> [WRITTEN TASKS]
**a.** According to the commit messages, approximately how much flash is saved by wrapping the magnetometer configuration calls in #if !DISABLE_MAGNETOMETER and deleting magCurrentBias()?
**b.** Reproduce verbatim from the commit messages the stretch from "Previously configureMagnetometer() and" through "delay to boot.".
**c.** Summarize the commit messages in three sentences.

> [EXTRACT PROVIDED]
· · · · ·
Previously configureMagnetometer() and setMagnetometerAsSlave() were called unconditionally from both the SPI and I2C IMU constructors, which: pulled the AK8963 into 100 Hz continuous-conversion mode for nothing, ran a buggy magCurrentBias() routine (int32 accumulator on float, 10 samples), and added ~100 ms of blocking delay to boot.

Wrap both calls in #if !DISABLE_MAGNETOMETER and delete the now-unreachable magCurrentBias().  Saves ~870 bytes of flash and removes one int-on-float UB site.

Fixes #24
MagneticJammingDetector::sample() was a stub that computed the magnetic field magnitude and discarded the result.  No caller used the detection output - the only invocation site in ahrs.cc was already commented out, and the one in fusion.cc lived inside a /* */ block.

Even if completed, the feature has no purpose in this deployment: the magnetometer is disabled, and a steel motorcycle frame would produce constant strong 'jamming' that the detector could not distinguish from real interference.

Delete antijam.cc, antijam.h, the std::unique_ptr<MagneticJammingDetector> member of AhrsBase, the heap allocation in the constructor, the commented-out call sites, and the Makefile entry.  Saves ~200 bytes and one boot-time heap allocation.

Fixes #27
sampleFreq_ was read before the first sampleQuant() update path wrote to it, feeding garbage into the Madgwick integrator's 1/dt for the first sample.  Initialise it to AHRS_UPDATE_RATE in the AhrsBase ctor.

Also clamp the non-fixed-rate elapsed-time computation to >= 1 ms so two samples that land in the same SysTick millisecond cannot divide by zero.  The fixed-rate path is unaffected; this only matters if FIXED_AHRS_UPDATE_RATE is later turned off.

Fixes #25

Fixes #19
VectorFloat::normalize() divided each component by the magnitude unconditionally; on a zero vector this produced NaN that then propagated through every downstream consumer (getRotated, getGravity, ...).  Bail out early when the magnitude is zero so the vector stays at the origin.
· · · · ·
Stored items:
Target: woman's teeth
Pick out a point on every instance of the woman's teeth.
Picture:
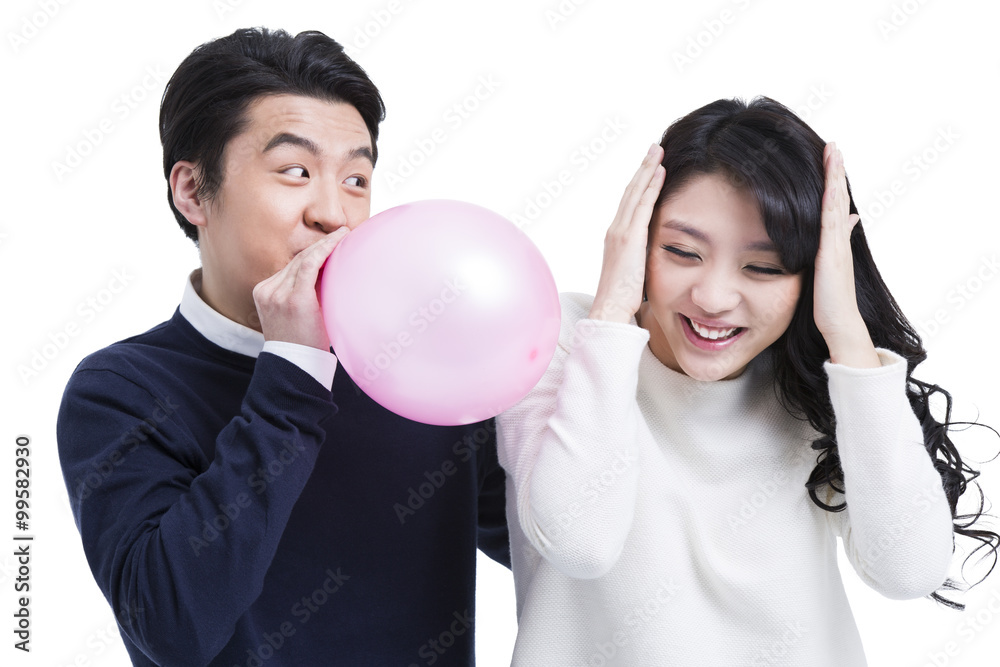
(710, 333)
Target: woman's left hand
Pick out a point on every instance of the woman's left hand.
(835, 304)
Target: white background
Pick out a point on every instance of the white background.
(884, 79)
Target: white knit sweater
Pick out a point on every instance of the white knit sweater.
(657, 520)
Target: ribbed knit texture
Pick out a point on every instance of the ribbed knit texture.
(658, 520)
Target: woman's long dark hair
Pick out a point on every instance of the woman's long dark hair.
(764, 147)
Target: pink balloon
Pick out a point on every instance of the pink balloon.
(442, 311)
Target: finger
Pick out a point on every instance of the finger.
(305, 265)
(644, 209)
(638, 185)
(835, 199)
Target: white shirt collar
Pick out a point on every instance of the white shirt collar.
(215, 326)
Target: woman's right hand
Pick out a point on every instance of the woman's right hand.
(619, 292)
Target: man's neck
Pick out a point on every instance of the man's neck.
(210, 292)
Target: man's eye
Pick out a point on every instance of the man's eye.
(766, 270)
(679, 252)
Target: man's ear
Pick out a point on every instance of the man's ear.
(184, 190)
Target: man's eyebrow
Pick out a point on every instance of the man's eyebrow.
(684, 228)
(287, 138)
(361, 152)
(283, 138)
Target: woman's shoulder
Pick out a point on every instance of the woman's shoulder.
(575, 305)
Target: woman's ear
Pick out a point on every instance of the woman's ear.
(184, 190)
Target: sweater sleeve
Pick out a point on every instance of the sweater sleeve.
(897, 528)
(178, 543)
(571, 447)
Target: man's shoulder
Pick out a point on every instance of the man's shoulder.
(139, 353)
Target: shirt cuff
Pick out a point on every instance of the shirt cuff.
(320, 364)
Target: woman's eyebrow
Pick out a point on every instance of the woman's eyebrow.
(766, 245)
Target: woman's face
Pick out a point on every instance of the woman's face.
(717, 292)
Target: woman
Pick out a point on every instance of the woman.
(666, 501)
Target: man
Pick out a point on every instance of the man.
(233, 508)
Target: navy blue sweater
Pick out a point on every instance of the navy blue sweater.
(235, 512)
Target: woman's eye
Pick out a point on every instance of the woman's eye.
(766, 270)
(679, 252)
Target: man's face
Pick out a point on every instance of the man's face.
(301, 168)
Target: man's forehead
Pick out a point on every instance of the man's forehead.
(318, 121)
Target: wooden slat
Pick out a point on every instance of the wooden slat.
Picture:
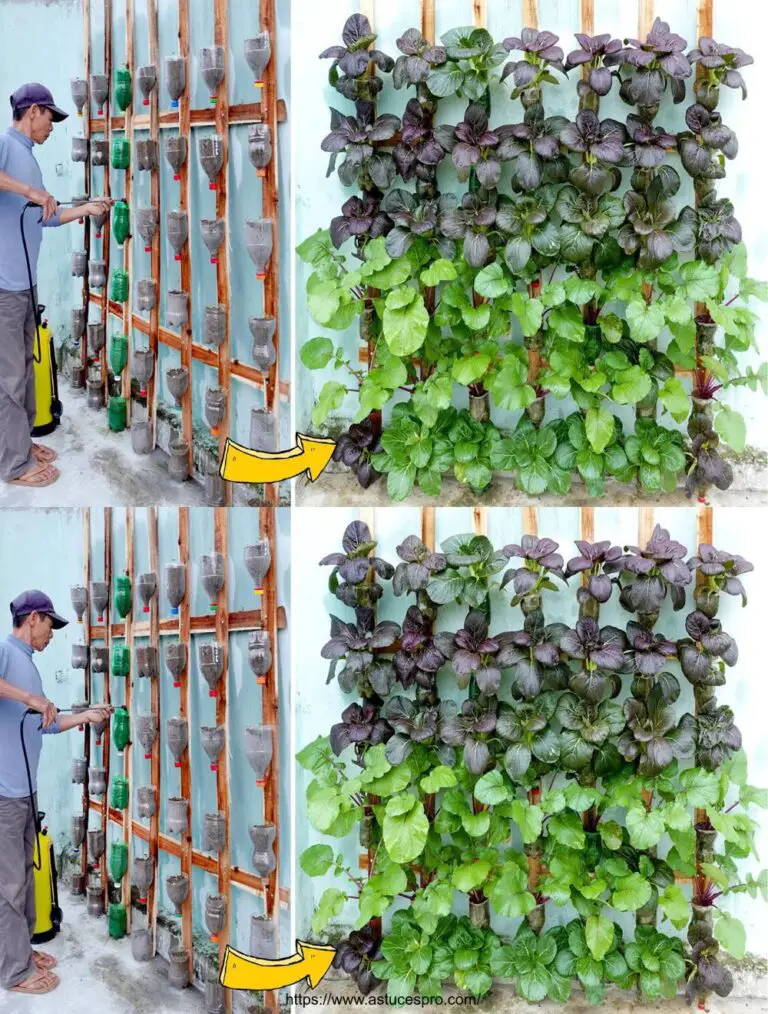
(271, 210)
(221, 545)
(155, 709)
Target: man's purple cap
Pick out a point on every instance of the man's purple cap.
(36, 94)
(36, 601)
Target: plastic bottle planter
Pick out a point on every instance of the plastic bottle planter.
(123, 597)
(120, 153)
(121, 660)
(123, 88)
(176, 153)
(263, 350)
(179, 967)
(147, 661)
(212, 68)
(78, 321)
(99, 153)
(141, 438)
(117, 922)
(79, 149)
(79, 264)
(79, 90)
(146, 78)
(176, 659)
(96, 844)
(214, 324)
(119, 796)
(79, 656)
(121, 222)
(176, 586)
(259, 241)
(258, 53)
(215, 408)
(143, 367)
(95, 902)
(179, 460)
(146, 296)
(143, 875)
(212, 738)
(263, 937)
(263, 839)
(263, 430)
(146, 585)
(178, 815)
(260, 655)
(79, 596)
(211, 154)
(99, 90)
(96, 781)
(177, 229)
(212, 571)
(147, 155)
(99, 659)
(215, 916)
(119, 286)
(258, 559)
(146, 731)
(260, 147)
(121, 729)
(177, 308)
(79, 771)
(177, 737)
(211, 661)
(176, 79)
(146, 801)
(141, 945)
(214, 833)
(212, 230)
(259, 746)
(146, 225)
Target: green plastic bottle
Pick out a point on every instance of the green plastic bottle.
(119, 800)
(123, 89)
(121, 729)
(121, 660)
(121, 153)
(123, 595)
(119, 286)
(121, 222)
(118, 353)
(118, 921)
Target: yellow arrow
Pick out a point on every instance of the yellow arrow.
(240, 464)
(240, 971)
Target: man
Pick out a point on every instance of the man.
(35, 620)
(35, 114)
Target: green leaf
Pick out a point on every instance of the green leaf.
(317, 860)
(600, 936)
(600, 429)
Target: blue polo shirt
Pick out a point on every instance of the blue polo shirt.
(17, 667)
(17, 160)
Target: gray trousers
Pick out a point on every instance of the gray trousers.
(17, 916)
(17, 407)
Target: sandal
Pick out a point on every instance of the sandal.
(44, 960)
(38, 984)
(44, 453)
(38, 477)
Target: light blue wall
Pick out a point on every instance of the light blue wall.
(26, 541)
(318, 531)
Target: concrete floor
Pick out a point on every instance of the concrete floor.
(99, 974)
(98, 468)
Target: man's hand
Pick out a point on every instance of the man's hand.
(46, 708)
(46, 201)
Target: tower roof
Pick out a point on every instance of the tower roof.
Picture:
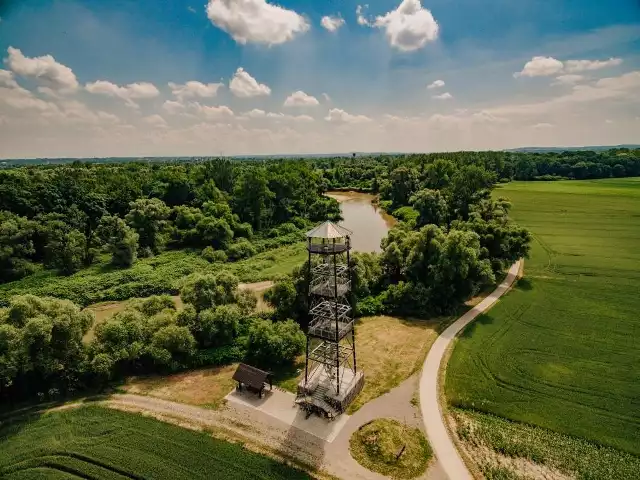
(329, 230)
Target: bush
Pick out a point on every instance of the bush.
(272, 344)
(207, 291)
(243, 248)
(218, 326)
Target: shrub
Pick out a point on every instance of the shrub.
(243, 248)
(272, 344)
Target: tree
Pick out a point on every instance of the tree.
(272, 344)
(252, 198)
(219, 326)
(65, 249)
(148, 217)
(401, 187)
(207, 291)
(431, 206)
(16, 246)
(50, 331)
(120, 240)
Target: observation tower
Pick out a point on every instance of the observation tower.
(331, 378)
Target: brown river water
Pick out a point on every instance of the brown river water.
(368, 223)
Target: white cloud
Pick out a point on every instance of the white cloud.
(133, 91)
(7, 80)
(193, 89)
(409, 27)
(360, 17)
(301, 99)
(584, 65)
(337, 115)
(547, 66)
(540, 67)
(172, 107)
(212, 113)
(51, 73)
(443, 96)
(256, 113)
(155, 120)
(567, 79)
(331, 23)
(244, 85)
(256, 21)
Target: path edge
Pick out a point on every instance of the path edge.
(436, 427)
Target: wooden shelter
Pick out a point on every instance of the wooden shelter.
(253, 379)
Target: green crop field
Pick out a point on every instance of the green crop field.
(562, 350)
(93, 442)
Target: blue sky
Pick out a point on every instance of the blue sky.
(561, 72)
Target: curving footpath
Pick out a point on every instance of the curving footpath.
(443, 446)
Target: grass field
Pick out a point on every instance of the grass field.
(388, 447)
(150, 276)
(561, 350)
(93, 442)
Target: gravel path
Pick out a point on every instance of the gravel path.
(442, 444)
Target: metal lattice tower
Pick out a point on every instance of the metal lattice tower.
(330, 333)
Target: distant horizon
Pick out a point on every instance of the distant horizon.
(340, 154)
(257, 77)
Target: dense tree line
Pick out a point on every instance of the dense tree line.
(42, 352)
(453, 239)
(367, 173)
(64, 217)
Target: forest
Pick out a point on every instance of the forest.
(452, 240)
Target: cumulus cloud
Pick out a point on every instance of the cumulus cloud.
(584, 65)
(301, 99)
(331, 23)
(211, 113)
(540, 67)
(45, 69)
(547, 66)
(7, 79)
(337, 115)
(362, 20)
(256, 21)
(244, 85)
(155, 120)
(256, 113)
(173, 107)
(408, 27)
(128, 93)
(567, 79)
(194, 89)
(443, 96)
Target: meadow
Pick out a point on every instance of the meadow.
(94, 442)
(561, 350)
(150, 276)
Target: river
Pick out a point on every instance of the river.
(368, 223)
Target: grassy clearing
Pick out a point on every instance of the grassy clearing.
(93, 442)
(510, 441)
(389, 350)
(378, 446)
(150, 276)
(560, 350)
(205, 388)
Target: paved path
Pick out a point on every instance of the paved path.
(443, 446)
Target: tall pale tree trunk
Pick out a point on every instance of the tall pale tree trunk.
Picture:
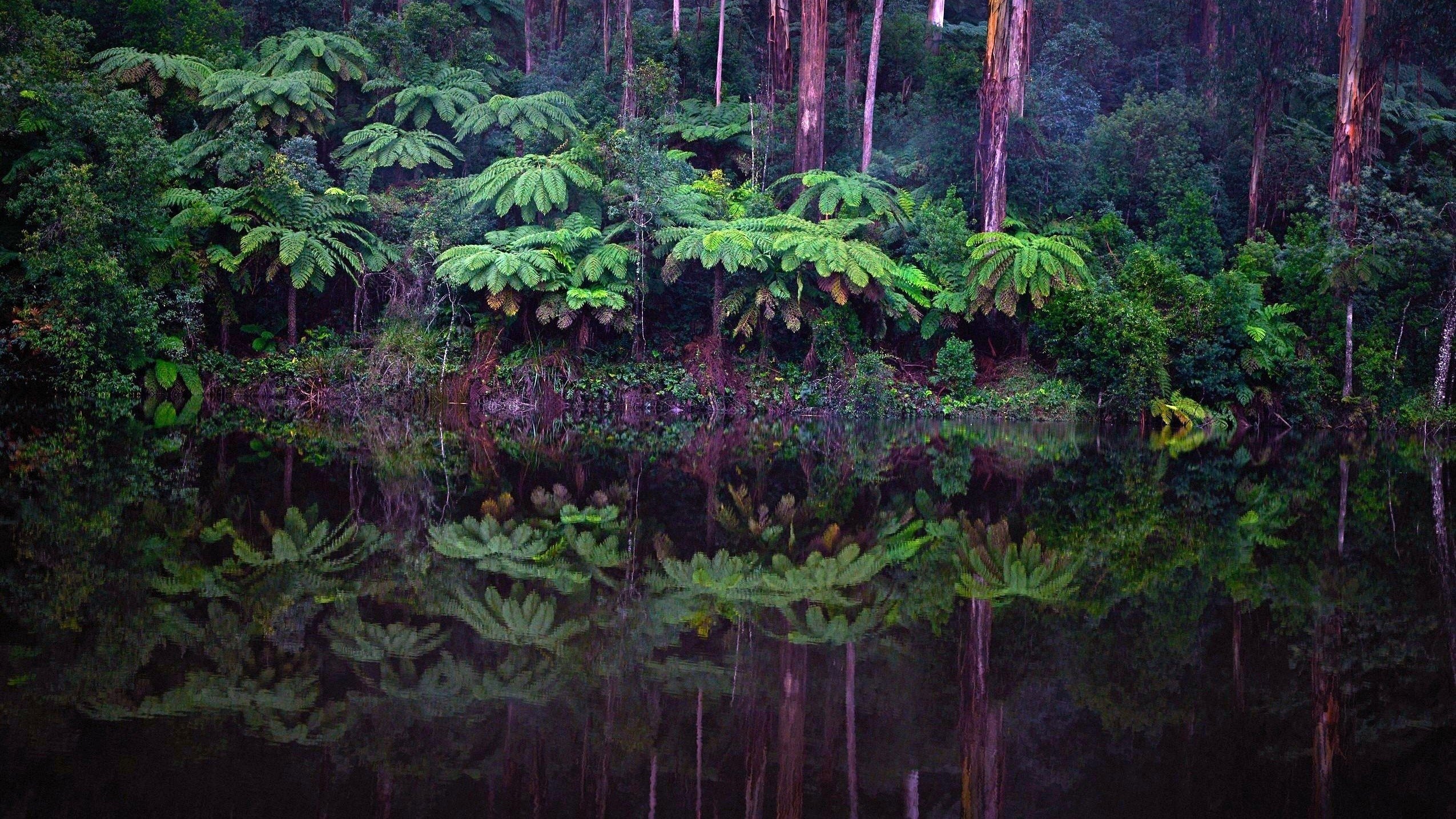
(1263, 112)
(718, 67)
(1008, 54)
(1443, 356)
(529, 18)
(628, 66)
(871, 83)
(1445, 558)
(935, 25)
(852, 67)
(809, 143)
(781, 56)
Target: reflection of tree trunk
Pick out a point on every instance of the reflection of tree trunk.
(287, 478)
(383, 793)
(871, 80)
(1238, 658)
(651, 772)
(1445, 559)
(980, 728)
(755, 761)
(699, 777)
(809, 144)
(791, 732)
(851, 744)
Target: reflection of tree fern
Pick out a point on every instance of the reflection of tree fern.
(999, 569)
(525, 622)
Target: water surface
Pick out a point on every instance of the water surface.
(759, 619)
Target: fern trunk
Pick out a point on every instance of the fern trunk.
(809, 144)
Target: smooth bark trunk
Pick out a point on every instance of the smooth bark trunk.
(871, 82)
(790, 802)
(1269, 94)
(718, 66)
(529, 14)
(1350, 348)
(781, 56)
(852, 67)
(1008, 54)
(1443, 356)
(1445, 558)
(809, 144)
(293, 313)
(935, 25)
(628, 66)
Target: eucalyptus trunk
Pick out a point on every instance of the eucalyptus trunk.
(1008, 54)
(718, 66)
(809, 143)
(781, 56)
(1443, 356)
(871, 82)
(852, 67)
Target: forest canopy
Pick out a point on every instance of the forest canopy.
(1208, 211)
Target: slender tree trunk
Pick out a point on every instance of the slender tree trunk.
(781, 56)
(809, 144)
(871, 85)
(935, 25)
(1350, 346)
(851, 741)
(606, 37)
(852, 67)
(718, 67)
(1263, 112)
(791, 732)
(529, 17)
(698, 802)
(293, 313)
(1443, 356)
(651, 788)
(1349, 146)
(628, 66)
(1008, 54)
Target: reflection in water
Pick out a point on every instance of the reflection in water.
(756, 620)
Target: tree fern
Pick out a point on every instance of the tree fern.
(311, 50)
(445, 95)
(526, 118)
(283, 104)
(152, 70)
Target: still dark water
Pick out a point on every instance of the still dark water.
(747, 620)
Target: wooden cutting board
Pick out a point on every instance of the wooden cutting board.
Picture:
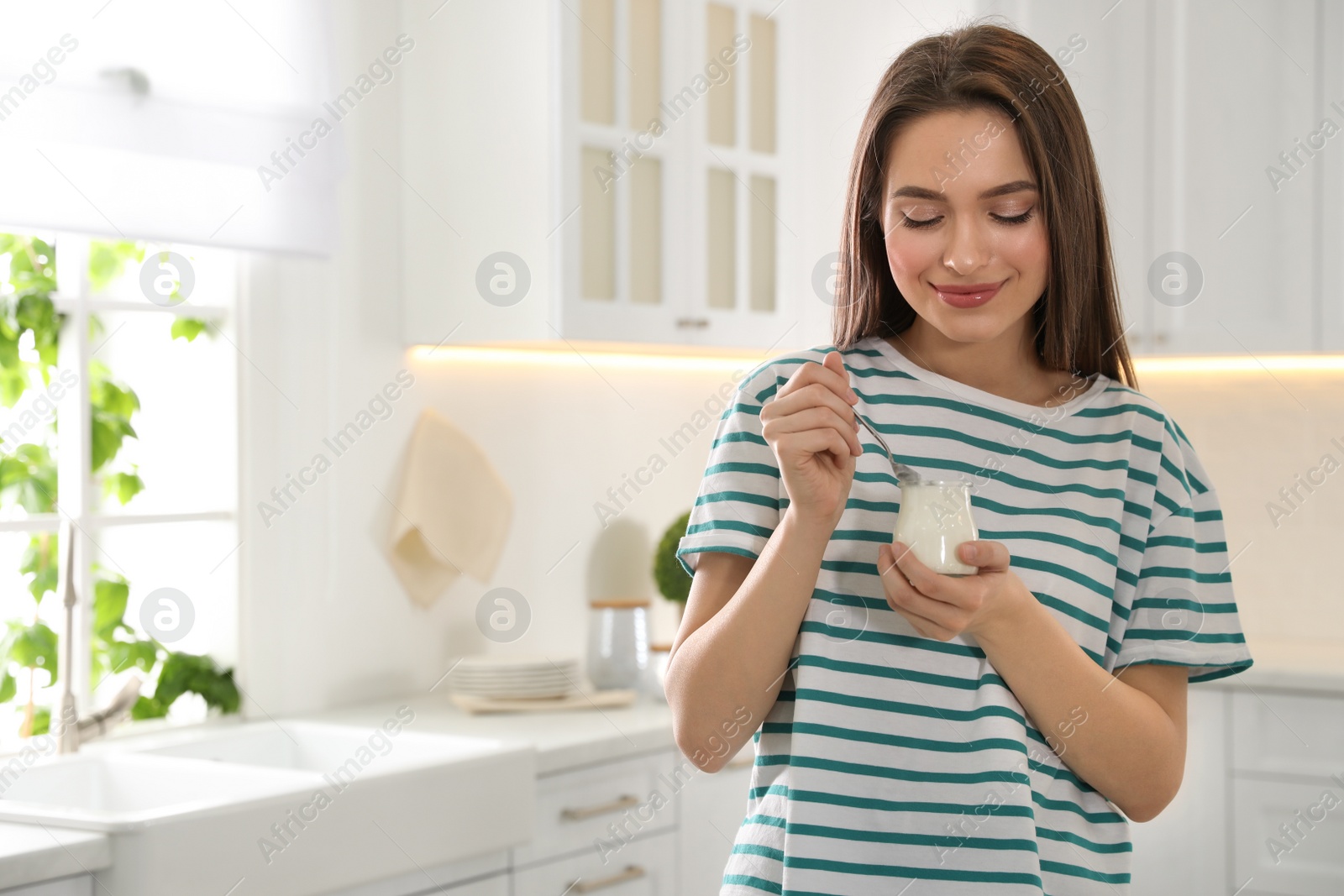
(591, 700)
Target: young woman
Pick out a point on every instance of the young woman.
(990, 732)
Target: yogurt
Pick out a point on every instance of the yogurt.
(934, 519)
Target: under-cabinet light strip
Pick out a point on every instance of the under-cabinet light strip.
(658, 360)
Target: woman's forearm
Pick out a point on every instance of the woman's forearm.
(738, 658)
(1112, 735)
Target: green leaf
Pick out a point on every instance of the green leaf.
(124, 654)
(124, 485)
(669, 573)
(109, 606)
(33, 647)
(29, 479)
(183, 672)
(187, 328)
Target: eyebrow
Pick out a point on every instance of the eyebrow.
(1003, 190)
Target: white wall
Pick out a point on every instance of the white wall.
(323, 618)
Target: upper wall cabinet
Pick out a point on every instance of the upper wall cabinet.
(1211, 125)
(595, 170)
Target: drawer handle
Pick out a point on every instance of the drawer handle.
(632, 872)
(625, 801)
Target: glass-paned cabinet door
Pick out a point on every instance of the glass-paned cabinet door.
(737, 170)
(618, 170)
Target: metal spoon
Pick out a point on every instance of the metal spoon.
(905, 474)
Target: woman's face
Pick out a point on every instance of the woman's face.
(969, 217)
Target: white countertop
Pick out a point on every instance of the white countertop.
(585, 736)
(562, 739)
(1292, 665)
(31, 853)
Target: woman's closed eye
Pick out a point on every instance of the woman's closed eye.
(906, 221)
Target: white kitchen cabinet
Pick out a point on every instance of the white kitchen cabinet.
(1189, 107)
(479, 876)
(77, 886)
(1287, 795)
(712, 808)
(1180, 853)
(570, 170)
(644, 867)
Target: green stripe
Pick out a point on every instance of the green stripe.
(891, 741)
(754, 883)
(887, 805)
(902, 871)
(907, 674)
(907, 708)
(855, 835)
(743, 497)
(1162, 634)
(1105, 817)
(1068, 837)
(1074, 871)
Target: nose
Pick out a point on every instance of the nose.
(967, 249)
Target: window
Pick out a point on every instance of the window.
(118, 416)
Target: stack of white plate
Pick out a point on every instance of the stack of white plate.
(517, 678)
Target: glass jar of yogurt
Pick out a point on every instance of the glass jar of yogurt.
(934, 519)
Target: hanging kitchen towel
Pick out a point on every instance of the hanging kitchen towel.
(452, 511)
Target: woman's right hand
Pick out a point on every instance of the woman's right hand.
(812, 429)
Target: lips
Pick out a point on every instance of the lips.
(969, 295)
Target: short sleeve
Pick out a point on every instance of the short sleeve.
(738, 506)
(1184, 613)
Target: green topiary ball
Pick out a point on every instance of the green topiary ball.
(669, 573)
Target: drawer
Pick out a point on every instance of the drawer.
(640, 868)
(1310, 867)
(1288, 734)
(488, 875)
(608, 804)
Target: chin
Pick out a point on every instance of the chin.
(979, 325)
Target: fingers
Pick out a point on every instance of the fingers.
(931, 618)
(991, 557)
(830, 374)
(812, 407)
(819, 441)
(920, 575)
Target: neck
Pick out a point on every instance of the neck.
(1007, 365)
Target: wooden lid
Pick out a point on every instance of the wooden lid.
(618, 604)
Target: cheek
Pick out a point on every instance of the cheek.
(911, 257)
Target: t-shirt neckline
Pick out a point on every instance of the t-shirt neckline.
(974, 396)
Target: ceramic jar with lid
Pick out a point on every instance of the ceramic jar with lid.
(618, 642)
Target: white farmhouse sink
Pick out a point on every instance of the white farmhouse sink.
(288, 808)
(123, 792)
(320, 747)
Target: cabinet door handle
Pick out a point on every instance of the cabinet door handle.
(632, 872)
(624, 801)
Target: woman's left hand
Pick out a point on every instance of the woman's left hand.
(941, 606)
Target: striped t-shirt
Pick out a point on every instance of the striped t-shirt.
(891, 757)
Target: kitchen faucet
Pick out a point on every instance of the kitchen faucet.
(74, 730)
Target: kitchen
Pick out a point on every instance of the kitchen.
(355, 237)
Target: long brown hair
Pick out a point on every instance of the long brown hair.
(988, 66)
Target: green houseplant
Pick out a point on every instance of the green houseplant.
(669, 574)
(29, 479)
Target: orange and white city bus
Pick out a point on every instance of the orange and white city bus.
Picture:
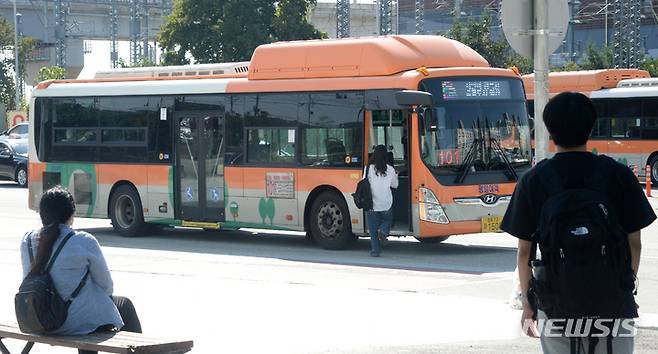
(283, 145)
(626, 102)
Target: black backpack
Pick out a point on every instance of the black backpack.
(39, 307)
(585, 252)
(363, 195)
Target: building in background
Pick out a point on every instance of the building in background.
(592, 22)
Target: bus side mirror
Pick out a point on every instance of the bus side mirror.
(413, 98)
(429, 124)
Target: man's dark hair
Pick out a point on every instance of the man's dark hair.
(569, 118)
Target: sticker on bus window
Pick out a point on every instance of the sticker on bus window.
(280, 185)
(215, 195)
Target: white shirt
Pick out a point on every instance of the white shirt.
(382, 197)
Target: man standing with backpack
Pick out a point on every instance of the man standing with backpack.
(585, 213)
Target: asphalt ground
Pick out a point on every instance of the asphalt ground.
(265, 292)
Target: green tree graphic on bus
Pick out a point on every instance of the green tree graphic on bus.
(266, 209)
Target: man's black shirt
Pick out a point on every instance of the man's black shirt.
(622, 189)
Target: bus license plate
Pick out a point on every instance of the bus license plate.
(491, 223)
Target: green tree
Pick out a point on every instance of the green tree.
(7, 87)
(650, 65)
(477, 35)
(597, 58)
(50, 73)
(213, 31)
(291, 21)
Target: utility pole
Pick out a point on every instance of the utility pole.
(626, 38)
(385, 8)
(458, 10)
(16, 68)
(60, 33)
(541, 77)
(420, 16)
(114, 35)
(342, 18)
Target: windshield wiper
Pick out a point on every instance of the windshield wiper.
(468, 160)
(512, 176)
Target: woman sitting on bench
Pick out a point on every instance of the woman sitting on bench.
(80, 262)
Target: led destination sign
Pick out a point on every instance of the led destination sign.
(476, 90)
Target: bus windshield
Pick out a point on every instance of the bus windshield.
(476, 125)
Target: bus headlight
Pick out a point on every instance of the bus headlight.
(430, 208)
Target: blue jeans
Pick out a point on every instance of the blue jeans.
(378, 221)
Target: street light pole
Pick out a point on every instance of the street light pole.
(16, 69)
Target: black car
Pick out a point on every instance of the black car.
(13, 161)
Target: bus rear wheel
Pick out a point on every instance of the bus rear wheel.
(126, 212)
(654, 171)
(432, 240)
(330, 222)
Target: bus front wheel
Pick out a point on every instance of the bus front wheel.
· · · · ·
> [RESULTS FOR EACH TASK]
**a.** About 870 bytes of flash.

**b.**
Previously configureMagnetometer() and setMagnetometerAsSlave() were called unconditionally from both the SPI and I2C IMU constructors, which: pulled the AK8963 into 100 Hz continuous-conversion mode for nothing, ran a buggy magCurrentBias() routine (int32 accumulator on float, 10 samples), and added ~100 ms of blocking delay to boot.

**c.** The commit messages describe wrapping the magnetometer configuration calls in #if !DISABLE_MAGNETOMETER and deleting the unreachable magCurrentBias() routine, which saves about 870 bytes of flash. They also remove the unused MagneticJammingDetector stub together with its source files, its AhrsBase member, its heap allocation, its commented-out call sites, and its Makefile entry, saving about 200 bytes. Finally, they initialize sampleFreq_ to AHRS_UPDATE_RATE, clamp the non-fixed-rate elapsed time to at least 1 ms to prevent division by zero, and make VectorFloat::normalize() return early on a zero-magnitude vector so that NaN is not produced.